## Consigne
Reproduisez à l'identique et en entier la discussion de forum sur les délais de prévenance.

# Délais de prévenance



## Arc en ciel (11 Juillet 2022)

Bonjour, pouvez-vous m’expliquer à quoi sert un délais de prévenance. 
Si par exemple un parent me demande de changer les horaires de lundi prochain, de faire 8h/16h au lieu de 10h/18h. Si il prévient 1 semaine avant , à temps par rapport au délais de prévenance alors, il ne paiera pas les 2 h  en plus de 8h à 10h qui sont hors contrat ?  Ou il les paiera et les délais sert tout simplement à demander l’accord a l’assistante maternelle pour ce changement. 
Merci pour vos réponses.


----------



## booboo (11 Juillet 2022)

Bonjour , 
oui un délai de prévenance doit être fixé lors de la signature du contrat, pour respecter un délai ''respectable" pour vous et votre organisation.

## Données fournies
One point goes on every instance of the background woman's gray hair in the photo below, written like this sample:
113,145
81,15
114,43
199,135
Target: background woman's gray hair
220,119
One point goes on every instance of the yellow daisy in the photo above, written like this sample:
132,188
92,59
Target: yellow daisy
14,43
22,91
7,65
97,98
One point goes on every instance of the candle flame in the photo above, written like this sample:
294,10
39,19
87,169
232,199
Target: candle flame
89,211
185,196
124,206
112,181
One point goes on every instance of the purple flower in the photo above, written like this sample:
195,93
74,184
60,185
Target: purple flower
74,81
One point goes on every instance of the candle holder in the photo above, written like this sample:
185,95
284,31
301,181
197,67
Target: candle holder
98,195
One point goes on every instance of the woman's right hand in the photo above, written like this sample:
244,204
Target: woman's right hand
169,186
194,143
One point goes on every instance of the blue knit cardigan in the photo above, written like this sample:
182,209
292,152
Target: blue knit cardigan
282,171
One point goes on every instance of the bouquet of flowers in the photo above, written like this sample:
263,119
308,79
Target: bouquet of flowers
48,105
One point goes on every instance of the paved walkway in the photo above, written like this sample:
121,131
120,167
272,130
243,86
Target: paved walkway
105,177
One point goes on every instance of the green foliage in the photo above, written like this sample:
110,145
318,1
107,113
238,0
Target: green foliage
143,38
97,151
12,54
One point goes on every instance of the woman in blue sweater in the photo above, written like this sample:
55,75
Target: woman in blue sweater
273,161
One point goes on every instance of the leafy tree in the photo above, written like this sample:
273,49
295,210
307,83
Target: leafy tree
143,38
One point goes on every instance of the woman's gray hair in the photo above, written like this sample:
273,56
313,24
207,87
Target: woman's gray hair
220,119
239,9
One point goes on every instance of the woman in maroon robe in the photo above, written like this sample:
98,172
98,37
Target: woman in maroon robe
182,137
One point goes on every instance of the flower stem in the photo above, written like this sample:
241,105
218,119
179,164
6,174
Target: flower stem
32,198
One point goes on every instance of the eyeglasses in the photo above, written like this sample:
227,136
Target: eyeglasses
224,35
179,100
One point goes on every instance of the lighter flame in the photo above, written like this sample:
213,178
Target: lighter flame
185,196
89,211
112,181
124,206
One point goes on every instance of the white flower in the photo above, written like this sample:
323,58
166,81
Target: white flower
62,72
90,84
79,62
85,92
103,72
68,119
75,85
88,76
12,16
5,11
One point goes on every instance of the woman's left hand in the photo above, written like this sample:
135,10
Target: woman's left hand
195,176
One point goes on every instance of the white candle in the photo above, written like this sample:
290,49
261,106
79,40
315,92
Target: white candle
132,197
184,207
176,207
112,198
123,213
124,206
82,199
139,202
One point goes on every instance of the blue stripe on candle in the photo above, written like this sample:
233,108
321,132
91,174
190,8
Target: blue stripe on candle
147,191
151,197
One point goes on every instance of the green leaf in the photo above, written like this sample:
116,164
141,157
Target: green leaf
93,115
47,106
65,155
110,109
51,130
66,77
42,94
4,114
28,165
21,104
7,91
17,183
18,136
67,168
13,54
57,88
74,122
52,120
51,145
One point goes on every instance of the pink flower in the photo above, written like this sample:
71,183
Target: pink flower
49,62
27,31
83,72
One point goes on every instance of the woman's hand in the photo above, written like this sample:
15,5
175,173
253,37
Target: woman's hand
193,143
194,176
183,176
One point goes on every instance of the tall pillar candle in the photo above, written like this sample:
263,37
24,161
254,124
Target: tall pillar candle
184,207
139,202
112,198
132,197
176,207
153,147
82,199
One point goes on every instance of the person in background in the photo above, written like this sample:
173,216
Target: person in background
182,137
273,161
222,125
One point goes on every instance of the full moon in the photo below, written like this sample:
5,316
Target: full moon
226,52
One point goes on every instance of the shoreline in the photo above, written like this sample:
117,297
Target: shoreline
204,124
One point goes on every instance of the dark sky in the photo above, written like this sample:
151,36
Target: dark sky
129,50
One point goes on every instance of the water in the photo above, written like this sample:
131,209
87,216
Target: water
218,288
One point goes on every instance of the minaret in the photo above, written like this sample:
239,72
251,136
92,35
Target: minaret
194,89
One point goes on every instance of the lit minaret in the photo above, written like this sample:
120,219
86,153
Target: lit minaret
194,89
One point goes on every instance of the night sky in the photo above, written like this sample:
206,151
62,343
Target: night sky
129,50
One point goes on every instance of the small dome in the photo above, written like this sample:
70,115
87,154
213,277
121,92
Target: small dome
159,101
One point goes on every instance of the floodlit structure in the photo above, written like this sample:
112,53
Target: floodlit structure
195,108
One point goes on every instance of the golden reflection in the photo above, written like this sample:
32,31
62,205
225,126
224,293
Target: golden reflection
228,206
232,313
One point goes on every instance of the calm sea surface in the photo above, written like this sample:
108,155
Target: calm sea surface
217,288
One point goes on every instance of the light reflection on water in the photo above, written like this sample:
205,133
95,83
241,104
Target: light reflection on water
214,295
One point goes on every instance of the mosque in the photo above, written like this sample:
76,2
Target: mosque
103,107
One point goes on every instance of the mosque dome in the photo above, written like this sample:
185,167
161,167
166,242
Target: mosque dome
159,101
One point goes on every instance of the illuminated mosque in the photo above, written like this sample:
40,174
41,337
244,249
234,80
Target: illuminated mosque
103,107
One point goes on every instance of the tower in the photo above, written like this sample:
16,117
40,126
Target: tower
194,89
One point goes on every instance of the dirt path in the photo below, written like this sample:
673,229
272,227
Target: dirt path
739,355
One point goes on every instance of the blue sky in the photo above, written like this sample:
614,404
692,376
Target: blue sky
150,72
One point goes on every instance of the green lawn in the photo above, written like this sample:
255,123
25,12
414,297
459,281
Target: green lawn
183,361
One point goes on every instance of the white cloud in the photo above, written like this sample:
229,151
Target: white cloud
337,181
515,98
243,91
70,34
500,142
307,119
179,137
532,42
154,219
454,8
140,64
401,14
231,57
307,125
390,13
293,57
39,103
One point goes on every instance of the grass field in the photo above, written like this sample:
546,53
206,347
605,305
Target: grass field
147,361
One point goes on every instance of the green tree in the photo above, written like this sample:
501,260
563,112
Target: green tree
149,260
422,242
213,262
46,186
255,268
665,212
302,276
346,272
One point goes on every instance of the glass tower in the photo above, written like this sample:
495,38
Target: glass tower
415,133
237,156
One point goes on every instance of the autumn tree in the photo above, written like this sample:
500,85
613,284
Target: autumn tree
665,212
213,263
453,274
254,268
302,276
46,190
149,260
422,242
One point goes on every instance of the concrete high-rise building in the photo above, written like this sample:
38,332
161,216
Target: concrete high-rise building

## Résultat
# Délais de prévenance



## Arc en ciel (11 Juillet 2022)

Bonjour, pouvez-vous m’expliquer à quoi sert un délais de prévenance. 
Si par exemple un parent me demande de changer les horaires de lundi prochain, de faire 8h/16h au lieu de 10h/18h. Si il prévient 1 semaine avant , à temps par rapport au délais de prévenance alors, il ne paiera pas les 2 h  en plus de 8h à 10h qui sont hors contrat ?  Ou il les paiera et les délais sert tout simplement à demander l’accord a l’assistante maternelle pour ce changement. 
Merci pour vos réponses.


----------



## booboo (11 Juillet 2022)

Bonjour , 
oui un délai de prévenance doit être fixé lors de la signature du contrat, pour respecter un délai ''respectable" pour vous et votre organisation.